_Prompt 1_: Reproduce word for word the part of the England U17 article from "England have earned" up to and including "feat in India.".
_Prompt 2_: According to the England U17 article, how many goals has the side scored in six games?

England have earned plenty of admirers at the U17 World Cup in India. Manager Steve Cooper speaks to Sky Sports about their eye-catching run to the final and explains why the tournament experience will be invaluable for the players.
England’s senior side were criticised for their uninspiring performances against Slovenia and Lithuania earlier this month, but at youth level the excitement continues. It is only a few months since the U20s and U19s stormed to tournament success in South Korea and Georgia respectively. Now the U17s are a game away from repeating the feat in India.
Spain stand in their way – the same Spain who beat them on penalties in the final of the U17 European Championship in Croatia in May – but England’s talented youngsters head into Saturday’s re-match on a high. Thursday’s 3-1 win over Brazil in the semi-final was another statement of intent from a side who have scored 18 goals in six games.

Saved entries

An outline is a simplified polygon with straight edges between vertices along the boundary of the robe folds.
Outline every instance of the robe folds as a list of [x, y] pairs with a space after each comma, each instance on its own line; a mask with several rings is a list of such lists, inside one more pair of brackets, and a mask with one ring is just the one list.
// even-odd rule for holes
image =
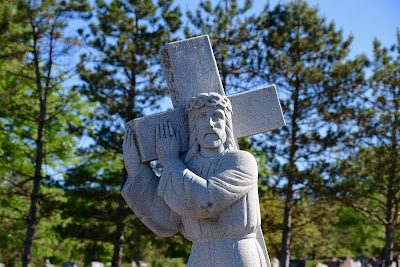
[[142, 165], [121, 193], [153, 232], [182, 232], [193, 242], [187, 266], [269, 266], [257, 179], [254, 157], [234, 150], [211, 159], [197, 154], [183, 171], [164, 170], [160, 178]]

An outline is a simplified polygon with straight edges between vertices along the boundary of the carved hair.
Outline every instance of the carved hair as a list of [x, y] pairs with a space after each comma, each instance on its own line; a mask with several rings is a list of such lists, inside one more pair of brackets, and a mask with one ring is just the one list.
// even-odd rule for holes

---

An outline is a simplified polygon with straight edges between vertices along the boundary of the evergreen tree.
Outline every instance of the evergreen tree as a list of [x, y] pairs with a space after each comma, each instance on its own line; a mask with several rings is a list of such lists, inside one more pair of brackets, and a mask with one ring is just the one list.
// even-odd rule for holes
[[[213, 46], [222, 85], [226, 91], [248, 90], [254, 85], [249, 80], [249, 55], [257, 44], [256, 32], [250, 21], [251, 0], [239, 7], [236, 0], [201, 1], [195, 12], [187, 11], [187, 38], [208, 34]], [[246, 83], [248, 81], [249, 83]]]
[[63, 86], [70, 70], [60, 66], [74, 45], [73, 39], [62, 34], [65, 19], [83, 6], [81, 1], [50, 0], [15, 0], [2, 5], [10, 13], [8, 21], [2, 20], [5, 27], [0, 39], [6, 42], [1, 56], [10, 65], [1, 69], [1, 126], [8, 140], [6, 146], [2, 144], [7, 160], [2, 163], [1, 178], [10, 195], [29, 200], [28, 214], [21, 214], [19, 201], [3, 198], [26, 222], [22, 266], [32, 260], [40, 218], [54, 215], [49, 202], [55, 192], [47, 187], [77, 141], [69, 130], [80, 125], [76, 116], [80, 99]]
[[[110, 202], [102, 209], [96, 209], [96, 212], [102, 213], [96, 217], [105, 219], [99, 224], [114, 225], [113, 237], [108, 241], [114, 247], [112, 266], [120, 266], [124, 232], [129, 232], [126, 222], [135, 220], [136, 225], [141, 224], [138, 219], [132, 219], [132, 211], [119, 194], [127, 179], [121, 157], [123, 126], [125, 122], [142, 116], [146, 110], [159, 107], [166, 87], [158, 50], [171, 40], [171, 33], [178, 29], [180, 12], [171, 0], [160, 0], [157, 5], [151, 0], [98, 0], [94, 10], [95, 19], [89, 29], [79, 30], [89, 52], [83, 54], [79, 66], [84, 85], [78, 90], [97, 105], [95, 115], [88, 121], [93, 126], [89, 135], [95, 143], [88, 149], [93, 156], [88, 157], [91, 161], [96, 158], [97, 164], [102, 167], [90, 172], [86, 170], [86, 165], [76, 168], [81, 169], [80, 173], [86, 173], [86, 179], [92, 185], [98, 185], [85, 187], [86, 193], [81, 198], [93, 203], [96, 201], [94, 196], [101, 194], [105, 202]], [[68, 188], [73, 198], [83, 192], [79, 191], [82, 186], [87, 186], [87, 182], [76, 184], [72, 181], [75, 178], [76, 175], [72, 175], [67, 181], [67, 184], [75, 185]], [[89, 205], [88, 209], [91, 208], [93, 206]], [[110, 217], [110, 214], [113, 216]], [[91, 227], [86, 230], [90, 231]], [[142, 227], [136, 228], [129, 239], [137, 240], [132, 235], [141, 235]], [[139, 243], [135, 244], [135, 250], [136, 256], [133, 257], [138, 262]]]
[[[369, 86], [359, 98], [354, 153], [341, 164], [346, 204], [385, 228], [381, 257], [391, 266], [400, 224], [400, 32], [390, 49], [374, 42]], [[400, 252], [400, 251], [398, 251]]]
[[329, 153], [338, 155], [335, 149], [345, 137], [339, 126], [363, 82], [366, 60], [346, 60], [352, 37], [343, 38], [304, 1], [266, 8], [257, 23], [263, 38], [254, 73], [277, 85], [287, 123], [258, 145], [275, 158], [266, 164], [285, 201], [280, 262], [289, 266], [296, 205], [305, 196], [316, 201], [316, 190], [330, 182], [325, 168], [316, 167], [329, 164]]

_Task output 1_:
England have earned plenty of admirers at the U17 World Cup in India. Manager Steve Cooper speaks to Sky Sports about their eye-catching run to the final and explains why the tournament experience will be invaluable for the players.
England’s senior side were criticised for their uninspiring performances against Slovenia and Lithuania earlier this month, but at youth level the excitement continues. It is only a few months since the U20s and U19s stormed to tournament success in South Korea and Georgia respectively. Now the U17s are a game away from repeating the feat in India.

_Task output 2_: 18 goals.